Segment Start: Provided text
- Spending on healthcare accelerated during the first quarter of 2019, according to a recent report from consulting firm Altarum. National healthcare spending in March 2019 ($3.76 trillion) was 4.6% higher than the previous year and spending on prescription drugs grew the fastest, according to the report.
- Healthcare hiring returned to a more moderate level in April, Altarum said, noting the robust hiring in the final quarter of 2018 and the first quarter of 2019.
- Healthcare prices grew 1.5% in April compared to the year prior and hospital price growth increased 2%, the most compared to other categories including prescription drugs.
The report shows healthcare prices are growing more slowly than economywide prices, or the prices of all other goods, continuing a 20-month trend.
“That tells me that for a variety of reasons, I think there is successful pressure on healthcare prices and that is a good story going forward," report author and senior economist Paul Hughes-Cromwick told Healthcare Dive.
Prescription price growth is exceptionally slow, Hughes-Cromwick said. But there's an important nuance.
Segment End: Provided text
Segment Start: Source data
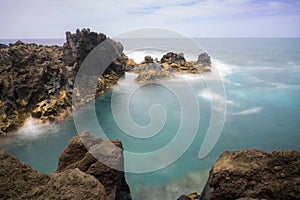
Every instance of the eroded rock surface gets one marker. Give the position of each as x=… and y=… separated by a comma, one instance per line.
x=76, y=155
x=38, y=80
x=254, y=174
x=79, y=176
x=153, y=70
x=20, y=181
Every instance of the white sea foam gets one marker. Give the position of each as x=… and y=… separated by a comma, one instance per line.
x=223, y=68
x=33, y=129
x=250, y=111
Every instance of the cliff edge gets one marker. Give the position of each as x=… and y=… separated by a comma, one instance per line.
x=79, y=175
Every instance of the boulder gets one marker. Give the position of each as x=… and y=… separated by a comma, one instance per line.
x=80, y=154
x=254, y=174
x=204, y=58
x=20, y=181
x=38, y=80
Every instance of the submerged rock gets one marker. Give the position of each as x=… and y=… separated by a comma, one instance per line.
x=254, y=174
x=79, y=176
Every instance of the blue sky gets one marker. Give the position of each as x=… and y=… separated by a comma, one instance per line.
x=202, y=18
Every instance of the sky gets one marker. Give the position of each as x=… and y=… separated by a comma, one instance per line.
x=195, y=18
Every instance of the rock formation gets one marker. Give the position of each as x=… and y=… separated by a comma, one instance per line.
x=76, y=155
x=79, y=176
x=38, y=80
x=170, y=63
x=254, y=174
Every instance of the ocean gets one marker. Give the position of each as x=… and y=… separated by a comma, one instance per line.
x=261, y=82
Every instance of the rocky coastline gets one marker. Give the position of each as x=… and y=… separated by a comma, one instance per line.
x=38, y=80
x=252, y=174
x=79, y=174
x=151, y=70
x=245, y=174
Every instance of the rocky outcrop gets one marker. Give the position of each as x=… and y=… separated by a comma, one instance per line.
x=254, y=174
x=79, y=175
x=170, y=63
x=38, y=80
x=76, y=155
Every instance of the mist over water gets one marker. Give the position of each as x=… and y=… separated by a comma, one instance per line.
x=262, y=85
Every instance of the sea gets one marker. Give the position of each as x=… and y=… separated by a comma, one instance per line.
x=250, y=100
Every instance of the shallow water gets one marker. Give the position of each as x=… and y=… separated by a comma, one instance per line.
x=262, y=84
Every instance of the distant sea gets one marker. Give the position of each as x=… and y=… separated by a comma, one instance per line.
x=261, y=77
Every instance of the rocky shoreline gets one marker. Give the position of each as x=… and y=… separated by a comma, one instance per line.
x=151, y=70
x=38, y=80
x=245, y=174
x=252, y=174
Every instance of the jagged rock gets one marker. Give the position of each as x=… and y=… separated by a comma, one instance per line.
x=191, y=196
x=20, y=181
x=76, y=155
x=173, y=58
x=204, y=58
x=3, y=46
x=148, y=59
x=178, y=62
x=254, y=174
x=183, y=197
x=153, y=75
x=38, y=80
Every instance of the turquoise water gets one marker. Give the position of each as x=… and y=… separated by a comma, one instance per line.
x=262, y=85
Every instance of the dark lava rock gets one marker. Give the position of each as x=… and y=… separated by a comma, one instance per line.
x=3, y=46
x=204, y=58
x=38, y=80
x=20, y=181
x=254, y=174
x=148, y=59
x=79, y=176
x=173, y=58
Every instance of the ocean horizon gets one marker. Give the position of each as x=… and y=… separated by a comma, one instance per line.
x=261, y=78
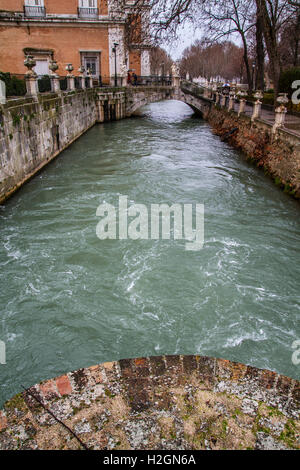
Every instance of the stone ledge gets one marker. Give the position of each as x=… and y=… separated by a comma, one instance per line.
x=165, y=402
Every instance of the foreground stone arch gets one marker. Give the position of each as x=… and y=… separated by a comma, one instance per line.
x=166, y=402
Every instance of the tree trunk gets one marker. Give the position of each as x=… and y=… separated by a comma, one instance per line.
x=269, y=30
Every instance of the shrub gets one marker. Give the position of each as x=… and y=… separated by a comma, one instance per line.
x=14, y=86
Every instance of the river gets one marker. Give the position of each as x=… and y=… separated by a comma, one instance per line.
x=70, y=300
Segment End: Source data
▶ _Check your understanding_
1. Echo the portion of the healthcare spending article that begins at the words "- Spending on" and stops after the words "including prescription drugs.".
2. According to the healthcare spending article, how much higher was national healthcare spending in March 2019 than in the previous year?
3. List every percentage figure that appears in the healthcare spending article.

▶ _Expected outputs_
1.
- Spending on healthcare accelerated during the first quarter of 2019, according to a recent report from consulting firm Altarum. National healthcare spending in March 2019 ($3.76 trillion) was 4.6% higher than the previous year and spending on prescription drugs grew the fastest, according to the report.
- Healthcare hiring returned to a more moderate level in April, Altarum said, noting the robust hiring in the final quarter of 2018 and the first quarter of 2019.
- Healthcare prices grew 1.5% in April compared to the year prior and hospital price growth increased 2%, the most compared to other categories including prescription drugs.

2. It was 4.6% higher.

3. 4.6%, 1.5%, 2%